**The problem:**
Print the records below exactly; all of them are needed.

**Supplied material:**

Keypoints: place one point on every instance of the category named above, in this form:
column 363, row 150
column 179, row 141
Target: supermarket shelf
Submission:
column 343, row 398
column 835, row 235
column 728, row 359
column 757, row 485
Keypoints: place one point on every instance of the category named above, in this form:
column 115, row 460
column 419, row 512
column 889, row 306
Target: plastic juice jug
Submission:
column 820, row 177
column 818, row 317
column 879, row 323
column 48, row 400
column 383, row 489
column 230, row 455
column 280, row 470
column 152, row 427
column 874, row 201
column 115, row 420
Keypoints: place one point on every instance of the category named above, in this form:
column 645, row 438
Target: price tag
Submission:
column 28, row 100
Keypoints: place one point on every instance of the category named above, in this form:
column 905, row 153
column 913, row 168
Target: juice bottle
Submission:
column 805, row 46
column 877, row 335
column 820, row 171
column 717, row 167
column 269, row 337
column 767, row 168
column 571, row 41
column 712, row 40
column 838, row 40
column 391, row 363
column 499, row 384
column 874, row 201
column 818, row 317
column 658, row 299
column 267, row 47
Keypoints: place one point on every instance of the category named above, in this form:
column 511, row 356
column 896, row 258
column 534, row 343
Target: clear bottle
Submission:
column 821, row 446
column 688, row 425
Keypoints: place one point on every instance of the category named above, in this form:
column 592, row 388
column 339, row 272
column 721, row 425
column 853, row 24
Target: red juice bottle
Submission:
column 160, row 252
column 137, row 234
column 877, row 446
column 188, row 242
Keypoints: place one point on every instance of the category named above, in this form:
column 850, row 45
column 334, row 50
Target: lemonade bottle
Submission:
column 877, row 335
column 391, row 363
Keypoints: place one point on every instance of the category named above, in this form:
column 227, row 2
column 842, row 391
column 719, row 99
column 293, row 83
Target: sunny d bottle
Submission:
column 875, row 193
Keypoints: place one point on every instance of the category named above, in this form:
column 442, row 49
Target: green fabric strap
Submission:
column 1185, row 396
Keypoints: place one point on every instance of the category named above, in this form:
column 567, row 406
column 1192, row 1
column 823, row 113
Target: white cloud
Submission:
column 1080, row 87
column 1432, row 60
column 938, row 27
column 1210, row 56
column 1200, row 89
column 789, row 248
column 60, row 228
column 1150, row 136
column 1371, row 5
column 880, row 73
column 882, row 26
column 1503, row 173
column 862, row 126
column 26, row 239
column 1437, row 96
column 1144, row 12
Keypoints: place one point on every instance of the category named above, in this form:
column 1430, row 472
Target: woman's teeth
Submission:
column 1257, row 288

**Solution to the problem:**
Keypoints: place one point on every instance of the category named above, in this form:
column 363, row 150
column 179, row 141
Target: supermarket shelf
Submission:
column 343, row 398
column 835, row 235
column 728, row 359
column 757, row 485
Keypoints: place one point on every instance of the category named above, in this form:
column 115, row 460
column 419, row 512
column 889, row 306
Target: plastic juice jug
Submission:
column 820, row 177
column 818, row 317
column 879, row 323
column 48, row 400
column 383, row 489
column 230, row 455
column 280, row 470
column 152, row 427
column 874, row 201
column 115, row 420
Keypoints: place one point on every instance of the category named above, in this form:
column 645, row 438
Target: price tag
Submission:
column 28, row 100
Keypoints: place one point on every instance of the category named above, in this form:
column 905, row 153
column 913, row 168
Target: juice bottle
Submission:
column 805, row 46
column 877, row 335
column 820, row 171
column 717, row 167
column 269, row 337
column 767, row 168
column 571, row 41
column 712, row 40
column 838, row 40
column 391, row 363
column 499, row 384
column 874, row 201
column 818, row 317
column 658, row 299
column 267, row 47
Keypoints: place one point on every instance of the category named above, in this form:
column 511, row 356
column 896, row 258
column 534, row 343
Target: clear bottle
Submission:
column 821, row 446
column 688, row 425
Keypoints: place one point on every instance of the category named above, in this form:
column 592, row 388
column 339, row 272
column 721, row 425
column 853, row 24
Target: red juice bottle
Submission:
column 160, row 252
column 137, row 234
column 877, row 446
column 188, row 242
Keypoints: place one point on every instance of the category named above, in this form:
column 850, row 45
column 334, row 50
Target: lemonade bottle
Submission:
column 877, row 335
column 391, row 363
Keypoints: place one point on every instance of the category named above, in this form:
column 227, row 2
column 842, row 391
column 719, row 99
column 293, row 83
Target: sunny d bottle
Submission:
column 875, row 193
Keypoints: place one point on every instance of the category named above, in this form:
column 442, row 49
Target: green fabric strap
Submission:
column 1185, row 396
Keypoints: place one point on every instance of the category named above, in this form:
column 567, row 406
column 1192, row 1
column 823, row 113
Target: white cloud
Submission:
column 1080, row 87
column 1432, row 60
column 938, row 27
column 1210, row 56
column 1200, row 89
column 789, row 248
column 60, row 228
column 1150, row 136
column 1371, row 5
column 880, row 73
column 882, row 26
column 1503, row 173
column 862, row 126
column 26, row 239
column 1437, row 96
column 1144, row 12
Keypoints: place one point on every instance of the category named above, in this form:
column 1430, row 472
Target: woman's teeth
Submission:
column 1257, row 288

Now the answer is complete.